» Assignment: Everything in the listing must be transcribed exactly, from the first line to the last.

» Data for processing:
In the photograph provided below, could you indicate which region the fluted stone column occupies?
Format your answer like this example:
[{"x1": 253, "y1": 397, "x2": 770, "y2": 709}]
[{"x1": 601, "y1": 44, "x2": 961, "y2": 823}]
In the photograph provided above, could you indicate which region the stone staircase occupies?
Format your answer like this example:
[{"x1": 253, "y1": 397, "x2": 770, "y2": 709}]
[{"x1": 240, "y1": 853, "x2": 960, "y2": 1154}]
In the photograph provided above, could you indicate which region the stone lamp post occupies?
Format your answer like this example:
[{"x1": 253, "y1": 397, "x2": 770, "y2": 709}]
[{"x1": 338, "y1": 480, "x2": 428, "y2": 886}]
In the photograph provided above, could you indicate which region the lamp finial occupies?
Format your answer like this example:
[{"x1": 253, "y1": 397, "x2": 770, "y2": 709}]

» Result:
In the photograph provided below, could you indicate which region the fluted stone column occupies?
Format your answer like this example:
[{"x1": 253, "y1": 397, "x2": 770, "y2": 709}]
[{"x1": 601, "y1": 44, "x2": 961, "y2": 823}]
In the photograph provided above, could you indicate which region the stone staircase occupies?
Format your answer like this example:
[{"x1": 253, "y1": 397, "x2": 770, "y2": 709}]
[{"x1": 240, "y1": 853, "x2": 960, "y2": 1154}]
In the photograph provided above, could you indicate which region the stone lamp post occupies?
Format your answer like this example:
[{"x1": 253, "y1": 397, "x2": 770, "y2": 709}]
[{"x1": 338, "y1": 480, "x2": 428, "y2": 886}]
In the photograph provided above, could you indicate which region the lamp finial occupies?
Format your answer like this example:
[{"x1": 253, "y1": 397, "x2": 770, "y2": 709}]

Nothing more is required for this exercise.